### What you have to do
Reproduce each of the entries below word for word, keeping every line in its original order.

### Input
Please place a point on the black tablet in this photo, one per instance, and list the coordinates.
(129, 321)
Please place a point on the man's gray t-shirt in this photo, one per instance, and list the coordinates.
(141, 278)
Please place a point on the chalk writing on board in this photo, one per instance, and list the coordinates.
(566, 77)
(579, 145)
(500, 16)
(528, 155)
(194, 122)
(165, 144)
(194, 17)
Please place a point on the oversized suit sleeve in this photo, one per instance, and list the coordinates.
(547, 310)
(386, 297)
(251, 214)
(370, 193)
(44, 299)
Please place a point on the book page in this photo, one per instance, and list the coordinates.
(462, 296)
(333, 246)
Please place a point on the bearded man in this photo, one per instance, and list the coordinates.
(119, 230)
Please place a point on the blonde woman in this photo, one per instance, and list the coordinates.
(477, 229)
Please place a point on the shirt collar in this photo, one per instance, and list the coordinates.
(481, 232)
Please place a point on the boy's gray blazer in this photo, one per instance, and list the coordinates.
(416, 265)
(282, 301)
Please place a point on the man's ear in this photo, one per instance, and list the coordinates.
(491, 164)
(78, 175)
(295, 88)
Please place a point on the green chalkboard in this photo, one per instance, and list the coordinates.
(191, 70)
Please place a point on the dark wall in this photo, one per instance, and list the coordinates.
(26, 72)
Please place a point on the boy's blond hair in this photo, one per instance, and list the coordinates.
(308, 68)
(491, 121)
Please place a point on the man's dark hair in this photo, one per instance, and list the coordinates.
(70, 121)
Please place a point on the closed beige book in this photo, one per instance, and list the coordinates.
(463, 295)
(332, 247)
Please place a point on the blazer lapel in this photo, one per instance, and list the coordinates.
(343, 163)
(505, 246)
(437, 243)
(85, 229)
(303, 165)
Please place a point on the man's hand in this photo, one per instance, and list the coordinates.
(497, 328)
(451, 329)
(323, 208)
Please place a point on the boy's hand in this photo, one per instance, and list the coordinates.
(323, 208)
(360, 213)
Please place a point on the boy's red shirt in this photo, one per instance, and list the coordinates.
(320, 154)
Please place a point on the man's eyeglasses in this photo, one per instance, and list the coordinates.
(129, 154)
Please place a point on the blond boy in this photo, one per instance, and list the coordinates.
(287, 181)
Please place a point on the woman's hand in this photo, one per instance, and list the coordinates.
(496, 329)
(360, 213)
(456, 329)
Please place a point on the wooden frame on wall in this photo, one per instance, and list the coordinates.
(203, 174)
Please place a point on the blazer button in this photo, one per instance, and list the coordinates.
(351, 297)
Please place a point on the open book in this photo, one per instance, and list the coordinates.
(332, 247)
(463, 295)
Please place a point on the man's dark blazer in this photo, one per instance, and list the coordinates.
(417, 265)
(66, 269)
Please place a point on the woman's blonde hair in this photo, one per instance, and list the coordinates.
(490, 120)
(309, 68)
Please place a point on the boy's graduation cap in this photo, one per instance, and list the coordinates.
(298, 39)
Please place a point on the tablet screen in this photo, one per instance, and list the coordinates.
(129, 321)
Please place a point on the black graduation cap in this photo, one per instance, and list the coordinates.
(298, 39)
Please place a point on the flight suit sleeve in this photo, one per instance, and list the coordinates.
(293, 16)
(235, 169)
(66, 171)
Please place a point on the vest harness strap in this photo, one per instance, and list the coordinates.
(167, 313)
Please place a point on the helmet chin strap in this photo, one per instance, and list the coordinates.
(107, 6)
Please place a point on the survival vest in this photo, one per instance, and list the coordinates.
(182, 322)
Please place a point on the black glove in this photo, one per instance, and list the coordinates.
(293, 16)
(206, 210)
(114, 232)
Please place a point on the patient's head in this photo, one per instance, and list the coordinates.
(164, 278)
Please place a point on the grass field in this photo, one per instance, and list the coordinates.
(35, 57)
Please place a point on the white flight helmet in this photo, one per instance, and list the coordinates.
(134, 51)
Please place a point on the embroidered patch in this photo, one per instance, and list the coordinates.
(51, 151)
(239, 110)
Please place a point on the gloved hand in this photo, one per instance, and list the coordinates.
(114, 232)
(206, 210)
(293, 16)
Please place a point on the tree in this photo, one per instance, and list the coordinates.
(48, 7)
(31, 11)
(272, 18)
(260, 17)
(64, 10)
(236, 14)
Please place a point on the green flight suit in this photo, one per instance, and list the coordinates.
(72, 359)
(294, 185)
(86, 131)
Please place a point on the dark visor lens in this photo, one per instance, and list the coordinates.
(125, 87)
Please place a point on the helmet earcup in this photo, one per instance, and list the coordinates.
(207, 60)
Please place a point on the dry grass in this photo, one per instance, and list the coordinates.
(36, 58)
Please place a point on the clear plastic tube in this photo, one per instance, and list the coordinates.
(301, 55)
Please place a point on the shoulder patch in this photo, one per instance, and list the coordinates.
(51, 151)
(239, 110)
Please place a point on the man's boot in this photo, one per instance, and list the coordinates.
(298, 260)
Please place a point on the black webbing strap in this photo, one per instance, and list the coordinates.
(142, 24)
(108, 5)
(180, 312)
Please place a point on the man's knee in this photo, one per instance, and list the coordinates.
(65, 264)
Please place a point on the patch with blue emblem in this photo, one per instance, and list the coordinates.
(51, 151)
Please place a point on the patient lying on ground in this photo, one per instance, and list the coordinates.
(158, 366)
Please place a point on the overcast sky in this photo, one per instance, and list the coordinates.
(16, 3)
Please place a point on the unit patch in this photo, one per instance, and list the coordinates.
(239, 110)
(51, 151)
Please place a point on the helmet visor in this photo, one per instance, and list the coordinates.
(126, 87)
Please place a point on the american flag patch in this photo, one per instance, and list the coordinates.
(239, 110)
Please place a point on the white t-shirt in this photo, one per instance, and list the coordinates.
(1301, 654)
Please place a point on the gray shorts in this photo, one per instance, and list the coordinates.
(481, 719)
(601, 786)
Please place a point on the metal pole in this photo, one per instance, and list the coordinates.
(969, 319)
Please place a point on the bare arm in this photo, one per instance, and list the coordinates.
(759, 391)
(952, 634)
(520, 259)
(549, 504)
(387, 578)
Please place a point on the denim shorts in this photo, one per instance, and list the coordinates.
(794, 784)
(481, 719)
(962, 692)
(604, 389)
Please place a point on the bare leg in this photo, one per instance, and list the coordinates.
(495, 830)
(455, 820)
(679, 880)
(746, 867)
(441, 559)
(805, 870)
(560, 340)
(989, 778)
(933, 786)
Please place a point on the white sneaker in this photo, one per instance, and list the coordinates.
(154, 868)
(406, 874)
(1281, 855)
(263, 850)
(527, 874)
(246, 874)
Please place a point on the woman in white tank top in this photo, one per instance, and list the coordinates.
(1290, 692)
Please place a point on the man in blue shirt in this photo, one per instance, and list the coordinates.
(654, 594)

### Output below
Please place a point on the black tablet in this photo, one per instance, and list the coordinates.
(129, 321)
Please place a point on the man's gray t-shirt in this photo, one per instance, and list the coordinates.
(141, 278)
Please place a point on the chalk writing on board in this photo, one per instance, and list the coordinates.
(566, 77)
(579, 145)
(500, 16)
(528, 155)
(194, 122)
(165, 144)
(194, 17)
Please place a point on the oversized suit sleeve in this photo, one per instance, and list the coordinates.
(547, 310)
(386, 297)
(251, 214)
(370, 193)
(44, 299)
Please place a point on the book page in this photo, one per instance, and list the coordinates.
(462, 296)
(333, 246)
Please place a point on the bearded man in this photo, one per instance, and list the coordinates.
(119, 230)
Please place a point on the blonde woman in this photo, one per instance, and list the coordinates.
(477, 229)
Please place a point on the shirt collar in this photo, one per instance, and list the coordinates.
(481, 232)
Please place a point on the boy's gray blazer in this photo, one per instance, and list the coordinates.
(416, 265)
(282, 301)
Please place a point on the man's ear in this photo, one per instance, and list the coordinates.
(491, 164)
(78, 175)
(295, 88)
Please place a point on the green chalkboard in this photo, one per instance, and list the coordinates.
(191, 70)
Please place a point on the dark wall in this photo, one per instance, and list the coordinates.
(26, 72)
Please place a point on the boy's blond hair in this photo, one per instance, and list the coordinates.
(308, 68)
(491, 121)
Please place a point on the man's dark hair in this photo, one per instance, and list the coordinates.
(70, 121)
Please place a point on the closed beige book in this photo, one per instance, and list the coordinates.
(463, 295)
(332, 247)
Please place a point on the blazer lapel in this photo, one per instance, and list the coordinates.
(343, 163)
(505, 246)
(437, 243)
(85, 229)
(303, 165)
Please place a point on the man's hand in this photo, one per instance, and list the coordinates.
(497, 328)
(451, 329)
(323, 208)
Please place a point on the boy's hand in this photo, one per instance, and list the coordinates.
(323, 208)
(360, 213)
Please place a point on the boy's red shirt in this photo, one per instance, and list the coordinates.
(320, 154)
Please place a point on the man's eyeglasses in this photo, one per instance, and list the coordinates.
(129, 154)
Please place a point on the blond boy in this photo, one per instance, and list the coordinates.
(287, 181)
Please place a point on the woman's hand in this photo, one per instance, and list the coordinates.
(496, 329)
(360, 213)
(456, 329)
Please place a point on the wooden frame on wall in this photo, one per instance, and list the coordinates.
(203, 174)
Please place a point on the blazer button in this photo, one per instance, and list the coordinates.
(351, 297)
Please place a point on the open book in this photo, one per instance, and list the coordinates.
(332, 247)
(463, 295)
Please place a point on the man's dark blazer in this photo, one per instance, and list the coordinates.
(417, 265)
(66, 269)
Please place a point on the woman's blonde hair in this photo, one per instance, and list the coordinates.
(490, 120)
(309, 68)
Please place a point on the boy's graduation cap in this photo, one per instance, and list the coordinates.
(298, 39)
Please place a point on the tablet screen in this photo, one per instance, and list the coordinates.
(129, 321)
Please place a point on the black graduation cap in this photo, one per instance, and list the coordinates.
(298, 39)
Please place a point on the flight suit sleeve in this photo, one per instance, and list the coordinates.
(293, 16)
(235, 169)
(66, 171)
Please place a point on the vest harness strap in this photo, one per instance, and list the coordinates.
(167, 313)
Please place a point on the helmet chin strap in this photo, one per instance, and list the coordinates.
(107, 6)
Please place a point on the survival vest in this photo, one per instance, and list the coordinates.
(182, 322)
Please place a point on the black glove in this photo, one per instance, and list the coordinates.
(293, 16)
(206, 210)
(114, 232)
Please place a point on the patient's head in this photo, one per instance, and list the coordinates.
(164, 278)
Please place a point on the grass field in this photo, one per instance, and list the coordinates.
(35, 57)
Please place a point on the white flight helmet in this photo, one per instance, and list the coordinates.
(134, 51)
Please place a point on the embroidered patch in this photo, one per instance, and list the coordinates.
(51, 151)
(239, 110)
Please place a point on the gloved hand in this photo, one per instance, and list the coordinates.
(114, 232)
(206, 210)
(293, 16)
Please place a point on the tree in this photo, one per instance, and list the coordinates.
(48, 7)
(31, 11)
(272, 18)
(260, 17)
(64, 10)
(236, 14)
Please place a point on the green flight suit in this photo, one per instance, and list the coordinates.
(72, 359)
(294, 185)
(86, 131)
Please place a point on the dark visor lens in this photo, one per instance, and list the coordinates.
(125, 87)
Please place a point on the helmet earcup in this photo, one per instance, and list the coordinates.
(207, 60)
Please place a point on the dry grass in this photo, one per instance, and list the coordinates.
(36, 58)
Please place a point on the clear plastic tube in this photo, one per instance, and list the coordinates.
(301, 55)
Please place a point on the shoulder patch in this photo, one per instance, and list the coordinates.
(51, 151)
(239, 110)
Please place a point on the man's boot in this photo, one per instance, and list the coordinates.
(298, 260)
Please place a point on the black webbing strap in this photo, one per instance, and list the coordinates.
(142, 24)
(108, 5)
(180, 312)
Please place a point on the man's knee in this photo, one per instance, and list the coordinates.
(65, 264)
Please place a point on the patch with blue emblem in this photo, one per instance, and list the coordinates.
(51, 151)
Please place a point on the patient lying on ground in this photo, one per instance, and list the coordinates.
(158, 366)
Please place a point on the overcast sky in this photo, one per instance, and list the coordinates.
(16, 3)
Please place a point on the unit patch in this photo, one per instance, and list the coordinates.
(239, 110)
(51, 151)
Please place a point on the helmet visor in this photo, one per instance, and list the coordinates.
(126, 87)
Please place a point on the american flag patch in this photo, one per instance, and list the coordinates.
(239, 110)
Please place a point on the white t-shirt in this photo, one per instance, and list the coordinates.
(1301, 654)
Please place a point on the gray shorts in this photo, one per instance, and list the coordinates.
(481, 719)
(601, 786)
Please place a point on the metal pole in this photo, one per instance, and list the coordinates.
(969, 319)
Please place a point on the bare arm in this photo, one per instance, and list the coordinates.
(759, 391)
(952, 634)
(520, 259)
(549, 504)
(387, 578)
Please place a point on the denim shorts in this photo, one per instance, and list the coordinates.
(794, 784)
(481, 719)
(962, 692)
(604, 389)
Please place a point on the bare leg in this photo, one per instance, and list the coordinates.
(495, 830)
(455, 820)
(679, 880)
(746, 867)
(441, 559)
(805, 870)
(560, 340)
(989, 778)
(933, 786)
Please place a point on the white sneaker in this photo, one per instance, and list the coordinates.
(154, 868)
(406, 874)
(1281, 855)
(263, 850)
(527, 874)
(246, 874)
Please place a point on the woman in white tank top in this photo, one per instance, and list the coordinates.
(1290, 692)
Please place a point on the man in blue shirt in this photo, one per instance, and list the coordinates.
(654, 594)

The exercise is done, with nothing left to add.